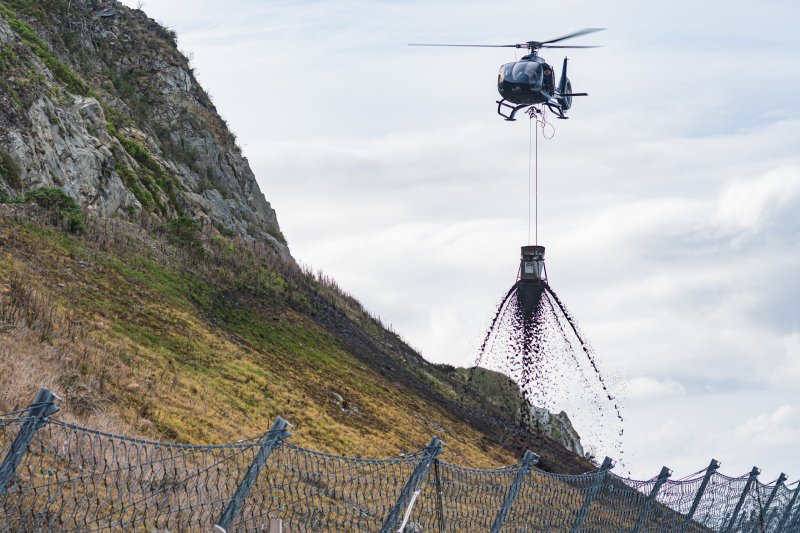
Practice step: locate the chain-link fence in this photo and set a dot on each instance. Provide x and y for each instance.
(56, 476)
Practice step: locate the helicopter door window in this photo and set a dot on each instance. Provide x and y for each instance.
(519, 73)
(534, 72)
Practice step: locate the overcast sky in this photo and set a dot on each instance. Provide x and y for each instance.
(668, 202)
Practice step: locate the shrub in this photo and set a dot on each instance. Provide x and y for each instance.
(64, 208)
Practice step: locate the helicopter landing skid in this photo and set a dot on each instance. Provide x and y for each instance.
(514, 109)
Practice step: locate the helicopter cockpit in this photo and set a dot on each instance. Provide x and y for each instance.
(526, 72)
(522, 82)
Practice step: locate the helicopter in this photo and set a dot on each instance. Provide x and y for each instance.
(531, 81)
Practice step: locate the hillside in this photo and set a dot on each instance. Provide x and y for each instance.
(158, 296)
(96, 99)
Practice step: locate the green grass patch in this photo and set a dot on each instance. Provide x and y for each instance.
(61, 71)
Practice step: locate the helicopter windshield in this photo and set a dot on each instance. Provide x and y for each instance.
(527, 72)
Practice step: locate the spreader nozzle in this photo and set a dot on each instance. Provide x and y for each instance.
(531, 266)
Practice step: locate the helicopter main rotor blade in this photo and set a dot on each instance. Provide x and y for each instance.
(574, 34)
(469, 45)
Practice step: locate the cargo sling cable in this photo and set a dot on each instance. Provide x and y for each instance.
(533, 160)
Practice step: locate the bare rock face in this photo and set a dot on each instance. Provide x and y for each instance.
(66, 146)
(502, 392)
(96, 99)
(558, 427)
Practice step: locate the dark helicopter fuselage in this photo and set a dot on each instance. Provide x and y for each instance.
(527, 81)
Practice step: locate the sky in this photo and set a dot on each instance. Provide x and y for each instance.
(668, 202)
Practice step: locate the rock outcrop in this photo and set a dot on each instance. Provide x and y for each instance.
(96, 99)
(503, 393)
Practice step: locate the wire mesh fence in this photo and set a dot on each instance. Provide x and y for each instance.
(56, 476)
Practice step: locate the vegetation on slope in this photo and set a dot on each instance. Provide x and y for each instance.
(190, 338)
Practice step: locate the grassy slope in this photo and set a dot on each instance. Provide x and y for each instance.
(144, 339)
(150, 340)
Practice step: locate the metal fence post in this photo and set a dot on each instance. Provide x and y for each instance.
(528, 460)
(645, 510)
(753, 475)
(788, 512)
(607, 465)
(439, 504)
(274, 437)
(35, 417)
(713, 466)
(411, 488)
(764, 517)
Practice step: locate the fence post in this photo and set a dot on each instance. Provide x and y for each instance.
(607, 465)
(439, 503)
(764, 517)
(713, 466)
(753, 475)
(662, 478)
(35, 417)
(788, 512)
(274, 437)
(411, 488)
(528, 460)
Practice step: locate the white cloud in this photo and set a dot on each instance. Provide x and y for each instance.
(749, 204)
(648, 387)
(667, 202)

WHAT TO PRODUCE
Rewrite all the entries above, replacing "set a dot" with "place a marker" wherever it occurs and changing nothing else. Leave the pictures out.

RESULT OF THIS TASK
Practice step: locate the chain-link fence in this photo and place a marker on each instance. Provide x and y for each instance.
(56, 476)
Practice step: locate the helicopter door window in this photo and place a marker on each instance. Provide x and y for each instance.
(519, 73)
(534, 72)
Practice step: locate the overcast sky in this photo and place a marker on each instance. Provide x and y for each instance.
(668, 202)
Practice step: locate the shrub in this photo and place a marker on each instance. Provide x and y for each instance.
(64, 208)
Practice step: locate the helicopter landing skid in this photo and place a marker on each instance. Provide x and y for each instance.
(514, 109)
Practice step: locate the helicopter cockpit in this photo and place a marker on each instance. Provide x and y for each instance.
(526, 72)
(522, 82)
Practice step: locate the helicopter in this photo and place a marker on each instance. Provide x and y for each instance.
(531, 81)
Practice step: locate the hillside in this photo and place a marker on each instance. Provide x and y for each instance.
(158, 296)
(96, 99)
Practice step: locate the green grass patch in this photo and place a marker on each instance. Provide x and y for each instance.
(61, 71)
Practice step: locate the helicopter windshield in this photo and place a marker on each instance. Provide x and y for each instance.
(527, 72)
Practice step: locate the spreader nozzle in this photo and place a marker on each instance. Provide x and y for each instance.
(531, 266)
Practice step: locate the helicopter main rotor blade in this photo and place a marker on each instance. Provide x and y for each instance.
(574, 34)
(469, 45)
Practice step: locate the cargo sling cable in this photo and place a marker on each instance. Provide x and y for each instance.
(533, 160)
Practice step: locate the bare rock face in this photo and place a marker on each instance. Provide x and y for each instance.
(66, 146)
(502, 392)
(96, 99)
(558, 427)
Practice step: locate the dark helicopter fuselage in this photo and place a marker on each instance. Provide x and y for each instance.
(527, 81)
Practice step: locate the sky in this photo and place a marker on each instance. Provide x and y for each instance.
(668, 202)
Practice step: locate the rock outcrop in this photo and place a marker on each instance. Provide x and y for each instance.
(96, 99)
(503, 393)
Practice step: locate the wire mesh fence in this photo and place a marker on each instance. Provide x and y for each instance.
(56, 476)
Practice step: locate the vegetation on slope in this photo and place a marker on each instance. Provide x and y for each instance.
(190, 338)
Practice step: locate the grassy slope in this photo and place a marker on each instance. Provide x and y for each instance.
(144, 339)
(150, 340)
Practice step: locate the metal fence post in this photo and place a marker on each instance. Provide x and y for each instance.
(528, 460)
(645, 510)
(753, 475)
(788, 512)
(607, 465)
(439, 504)
(274, 437)
(35, 417)
(713, 466)
(411, 488)
(764, 517)
Practice step: locate the fence post in this photo and place a marker on each instance. Provide x and y for each instance.
(607, 465)
(439, 503)
(764, 517)
(713, 466)
(753, 475)
(662, 478)
(35, 417)
(788, 512)
(274, 437)
(411, 488)
(528, 460)
Practice step: locate the white cloud in this photo and place a marker on each instance. Provide x and y for each instance.
(749, 204)
(648, 387)
(667, 202)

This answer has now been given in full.